* Supplied text:
On Wednesday, Kendric Cromer, a 12-year-old boy from a suburb of Washington, became the first person in the world with sickle cell disease to begin a commercially approved gene therapy that may cure the condition.

For the estimated 20,000 people with sickle cell in the United States who qualify for the treatment, the start of Kendric’s monthslong medical journey may offer hope. But it also signals the difficulties patients face as they seek a pair of new sickle cell treatments.

For a lucky few, like Kendric, the treatment could make possible lives they have longed for. A solemn and shy adolescent, he had learned that ordinary activities — riding a bike, going outside on a cold day, playing soccer — could bring on episodes of searing pain.

“Sickle cell always steals my dreams and interrupts all the things I want to do,” he said. Now he feels as if he has a chance for a normal life.

* Supplied data:
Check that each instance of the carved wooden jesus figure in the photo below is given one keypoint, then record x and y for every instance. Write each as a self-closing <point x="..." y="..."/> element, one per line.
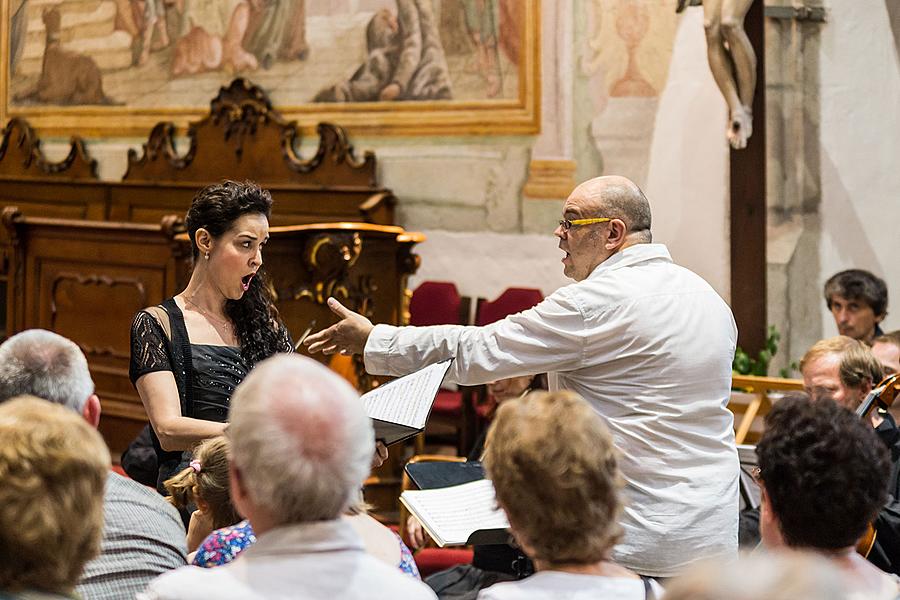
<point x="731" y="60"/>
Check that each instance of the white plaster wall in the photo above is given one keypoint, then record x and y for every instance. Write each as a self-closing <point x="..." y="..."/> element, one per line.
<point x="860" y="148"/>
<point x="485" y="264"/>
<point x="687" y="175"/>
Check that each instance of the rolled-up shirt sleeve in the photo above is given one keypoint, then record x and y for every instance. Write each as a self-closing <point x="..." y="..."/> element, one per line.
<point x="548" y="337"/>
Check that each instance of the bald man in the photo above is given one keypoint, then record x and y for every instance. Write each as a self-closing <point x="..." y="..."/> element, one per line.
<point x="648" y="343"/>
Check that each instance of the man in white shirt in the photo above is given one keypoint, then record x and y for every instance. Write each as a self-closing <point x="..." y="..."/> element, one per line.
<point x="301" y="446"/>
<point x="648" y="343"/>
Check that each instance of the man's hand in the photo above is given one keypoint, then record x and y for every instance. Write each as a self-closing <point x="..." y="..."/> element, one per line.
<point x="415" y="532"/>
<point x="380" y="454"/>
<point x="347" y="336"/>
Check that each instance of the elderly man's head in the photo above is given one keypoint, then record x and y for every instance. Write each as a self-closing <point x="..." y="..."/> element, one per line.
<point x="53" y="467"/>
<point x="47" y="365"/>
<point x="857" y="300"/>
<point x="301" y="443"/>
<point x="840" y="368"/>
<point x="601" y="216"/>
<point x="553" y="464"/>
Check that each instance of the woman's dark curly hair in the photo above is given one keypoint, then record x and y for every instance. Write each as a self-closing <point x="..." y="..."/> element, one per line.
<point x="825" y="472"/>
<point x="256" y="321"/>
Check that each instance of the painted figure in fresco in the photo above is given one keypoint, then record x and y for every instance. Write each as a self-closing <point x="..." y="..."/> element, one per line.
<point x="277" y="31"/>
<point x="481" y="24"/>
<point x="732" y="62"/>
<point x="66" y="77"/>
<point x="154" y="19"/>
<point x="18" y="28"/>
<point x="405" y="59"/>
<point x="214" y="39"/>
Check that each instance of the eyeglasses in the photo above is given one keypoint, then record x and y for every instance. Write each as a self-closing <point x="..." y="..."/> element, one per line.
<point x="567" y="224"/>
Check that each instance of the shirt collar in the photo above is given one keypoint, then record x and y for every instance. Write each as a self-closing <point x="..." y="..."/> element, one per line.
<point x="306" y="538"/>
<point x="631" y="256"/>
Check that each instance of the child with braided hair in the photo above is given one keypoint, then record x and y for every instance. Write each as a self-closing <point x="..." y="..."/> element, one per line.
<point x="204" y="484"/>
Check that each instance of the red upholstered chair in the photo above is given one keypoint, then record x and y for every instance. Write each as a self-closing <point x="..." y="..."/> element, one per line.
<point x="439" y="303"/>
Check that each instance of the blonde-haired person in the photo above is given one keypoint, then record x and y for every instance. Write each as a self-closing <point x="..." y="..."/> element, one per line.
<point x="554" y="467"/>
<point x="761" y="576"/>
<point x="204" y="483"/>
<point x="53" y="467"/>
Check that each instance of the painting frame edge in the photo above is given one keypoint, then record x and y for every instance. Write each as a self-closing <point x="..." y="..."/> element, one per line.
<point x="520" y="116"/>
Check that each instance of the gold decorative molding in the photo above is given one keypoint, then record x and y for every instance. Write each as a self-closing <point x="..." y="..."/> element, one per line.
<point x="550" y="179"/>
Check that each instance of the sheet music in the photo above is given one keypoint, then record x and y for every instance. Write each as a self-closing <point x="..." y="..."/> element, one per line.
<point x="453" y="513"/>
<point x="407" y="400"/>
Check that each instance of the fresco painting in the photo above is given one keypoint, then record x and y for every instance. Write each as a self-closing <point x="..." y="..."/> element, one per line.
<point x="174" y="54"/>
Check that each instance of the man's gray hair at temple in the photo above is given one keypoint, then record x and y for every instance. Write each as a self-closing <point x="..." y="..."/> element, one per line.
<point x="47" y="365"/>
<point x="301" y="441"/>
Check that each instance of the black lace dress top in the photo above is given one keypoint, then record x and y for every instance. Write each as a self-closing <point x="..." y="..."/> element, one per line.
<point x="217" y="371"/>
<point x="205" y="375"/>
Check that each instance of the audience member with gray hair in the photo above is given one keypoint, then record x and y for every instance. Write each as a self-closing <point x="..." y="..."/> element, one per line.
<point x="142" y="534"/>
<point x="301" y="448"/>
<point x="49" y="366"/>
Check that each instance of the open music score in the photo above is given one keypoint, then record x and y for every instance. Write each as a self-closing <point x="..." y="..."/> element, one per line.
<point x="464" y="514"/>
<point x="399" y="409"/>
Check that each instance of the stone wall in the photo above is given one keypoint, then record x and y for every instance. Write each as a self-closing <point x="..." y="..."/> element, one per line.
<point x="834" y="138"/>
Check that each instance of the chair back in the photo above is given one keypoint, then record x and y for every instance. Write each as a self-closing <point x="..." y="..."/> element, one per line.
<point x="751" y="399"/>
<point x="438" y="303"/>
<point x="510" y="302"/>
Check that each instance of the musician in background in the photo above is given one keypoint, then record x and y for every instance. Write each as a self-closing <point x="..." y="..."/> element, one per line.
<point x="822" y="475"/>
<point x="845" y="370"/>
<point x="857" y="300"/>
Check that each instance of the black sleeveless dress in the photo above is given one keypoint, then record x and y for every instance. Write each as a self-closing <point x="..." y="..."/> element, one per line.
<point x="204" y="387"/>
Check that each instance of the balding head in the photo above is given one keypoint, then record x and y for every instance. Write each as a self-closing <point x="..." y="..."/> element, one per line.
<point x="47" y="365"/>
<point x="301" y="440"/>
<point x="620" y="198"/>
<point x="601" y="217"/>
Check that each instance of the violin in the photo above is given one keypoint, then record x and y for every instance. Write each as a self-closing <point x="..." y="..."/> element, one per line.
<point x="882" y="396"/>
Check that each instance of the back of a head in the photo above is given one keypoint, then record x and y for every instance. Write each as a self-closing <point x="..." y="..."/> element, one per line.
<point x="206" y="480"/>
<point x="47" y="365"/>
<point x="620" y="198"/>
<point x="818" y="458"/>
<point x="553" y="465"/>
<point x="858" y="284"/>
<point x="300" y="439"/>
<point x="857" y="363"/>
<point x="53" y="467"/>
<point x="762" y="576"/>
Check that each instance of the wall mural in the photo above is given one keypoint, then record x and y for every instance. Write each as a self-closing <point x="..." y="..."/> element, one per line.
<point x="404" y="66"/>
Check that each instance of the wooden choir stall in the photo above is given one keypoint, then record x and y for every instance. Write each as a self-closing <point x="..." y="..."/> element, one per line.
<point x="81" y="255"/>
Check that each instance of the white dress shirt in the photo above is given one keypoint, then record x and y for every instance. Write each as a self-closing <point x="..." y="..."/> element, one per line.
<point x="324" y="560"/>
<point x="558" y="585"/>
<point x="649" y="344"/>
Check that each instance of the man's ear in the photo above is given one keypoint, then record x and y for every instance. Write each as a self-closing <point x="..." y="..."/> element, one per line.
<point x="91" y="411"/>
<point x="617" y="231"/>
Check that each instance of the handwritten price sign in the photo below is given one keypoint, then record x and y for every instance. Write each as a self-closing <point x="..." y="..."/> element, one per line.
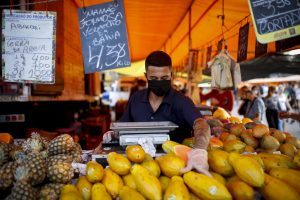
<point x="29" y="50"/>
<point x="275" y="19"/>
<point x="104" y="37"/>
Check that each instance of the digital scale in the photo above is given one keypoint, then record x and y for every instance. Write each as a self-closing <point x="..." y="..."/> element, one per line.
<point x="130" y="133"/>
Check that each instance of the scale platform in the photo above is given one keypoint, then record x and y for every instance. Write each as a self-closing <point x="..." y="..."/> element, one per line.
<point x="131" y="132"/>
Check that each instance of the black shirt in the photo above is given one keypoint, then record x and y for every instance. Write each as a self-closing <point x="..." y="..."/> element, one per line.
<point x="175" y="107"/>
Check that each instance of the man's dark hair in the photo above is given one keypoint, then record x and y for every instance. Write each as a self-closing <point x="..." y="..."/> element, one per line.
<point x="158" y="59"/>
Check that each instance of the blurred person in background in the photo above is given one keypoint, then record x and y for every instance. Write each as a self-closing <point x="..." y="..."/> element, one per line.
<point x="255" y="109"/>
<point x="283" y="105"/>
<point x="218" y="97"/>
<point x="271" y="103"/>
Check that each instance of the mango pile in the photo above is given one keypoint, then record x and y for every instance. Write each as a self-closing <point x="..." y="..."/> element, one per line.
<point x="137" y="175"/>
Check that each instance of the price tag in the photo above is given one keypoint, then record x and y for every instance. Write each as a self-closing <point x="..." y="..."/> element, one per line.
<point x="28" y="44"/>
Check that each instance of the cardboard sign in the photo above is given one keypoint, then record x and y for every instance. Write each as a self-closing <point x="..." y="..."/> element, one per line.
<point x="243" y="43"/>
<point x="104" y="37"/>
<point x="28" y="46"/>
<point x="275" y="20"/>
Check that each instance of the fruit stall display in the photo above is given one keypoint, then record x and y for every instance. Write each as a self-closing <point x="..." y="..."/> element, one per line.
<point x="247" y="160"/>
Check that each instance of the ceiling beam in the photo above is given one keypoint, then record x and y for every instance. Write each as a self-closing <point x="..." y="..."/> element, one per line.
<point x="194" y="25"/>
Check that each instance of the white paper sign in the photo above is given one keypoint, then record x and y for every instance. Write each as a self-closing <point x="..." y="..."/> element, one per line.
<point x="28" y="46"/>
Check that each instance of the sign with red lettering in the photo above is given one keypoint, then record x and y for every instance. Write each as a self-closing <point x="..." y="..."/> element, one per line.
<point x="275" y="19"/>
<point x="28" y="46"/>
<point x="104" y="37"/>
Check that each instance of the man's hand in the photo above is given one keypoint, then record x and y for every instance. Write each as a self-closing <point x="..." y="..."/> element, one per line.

* Exercise requirements:
Carry the article about Kendric Cromer's sickle cell gene therapy further, starting right after its last sentence. The listing comes from a different source than the article.

* Reply to the task:
Near the end of last year, the Food and Drug Administration gave two companies authorization to sell gene therapy to people with sickle cell disease — a genetic disorder of red blood cells that causes debilitating pain and other medical problems. An estimated 100,000 people in the United States have sickle cell, most of them Black. People are born with the disease when they inherit the mutated gene for the condition from each parent.

The treatment helped patients in clinical trials, but Kendric is the first commercial patient for Bluebird Bio, a Somerville, Mass., company. Another other company, Vertex Therapeutics of Boston, declined to say if it had started treatment for any patients with its approved CRISPR gene-editing-based remedy.